EXTRACT TO READ below:

I dreamed of walking.
I was with my compañero in pre-dawn darkness. A pale path reflected the light of the stars up at us as we surfed the air’s temperature changes. It was like being in the ocean when you are unexpectedly bathed by a warm current, simultaneously luxurious and unsettling. We chased warmth to the centre of the road then followed it to the edge, trailing it back, forth, here, there.
I woke.
A field of stars dotted the square glass skylight above me. I wondered where my compañero would be now. He would have been glad I was remembering. The word ‘remember’ was a favourite of his. ‘Re’—as in ‘do again, repeat’. And ‘member’—as in ‘pieces, parts’.
‘It’s all we get,’ he said. ‘Just parts that we put together again.’
He taught me to love the word igualmente—equally.
‘Buen camino,’ a pilgrim would call to him.
‘Igualmente,’ he would call back, waving.
Equality, the wish for the world to be igual, was and is his personal quest.
Hermoso was my word, he said. Everything I saw was beautiful. My amigo made the same observation. Maybe I just needed more Spanish vocab!

End of EXTRACT TO READ.
GIVEN MATERIAL below:

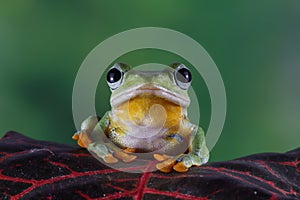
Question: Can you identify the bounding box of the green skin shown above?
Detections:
[78,64,209,170]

End of GIVEN MATERIAL.

PROBLEM:
Continue the passage about the pilgrim path and the compañero, starting after its final sentence. The listing has no part in this exercise.

EXERCISE ANSWER:
My amigo taught me ‘no pasa nada’. Doesn’t matter. It’s not important.
He said it constantly. It became a joke between us. But maybe it was his motif for a reason; how else to live with such memories?
In the night, in my spotless room, I thought about his brother.
Abuse. It’s just another word, after all.
Until someone tells you a direct experience. Then abuse becomes a racing heart and a cold sweat, as you taste the panic of a child, terrified of suffocating because his mouth is filled with an adult penis.
No pasa nada.
No wonder my amigo repeated the phrase.
I rolled over. The sheets smelled like lemons.
I woke late.
It was fin de semana. Weekend.
Camino, like my working
life, doesn’t always acknowledge the idea of a week ending. Days roll along and sometimes it’s hard to remember which is which in the rhythm of the road.
Paul was on his computer, researching walking, perhaps to ease the sting of his blisters. He told me the greatest walker of all time was Robert Barclay Allardice, known as ‘the celebrated pedestrian’. In 1809, in his most famous exploit, he walked a thousand miles in a thousand hours—one mile every hour for a thousand hours. Without Merrell hiking boots. As I tended Paul’s feet, I gave thanks again to my boots and my New Zealand wool socks for my blister-free state.
And I gave thanks to Paul for my palace of dreams.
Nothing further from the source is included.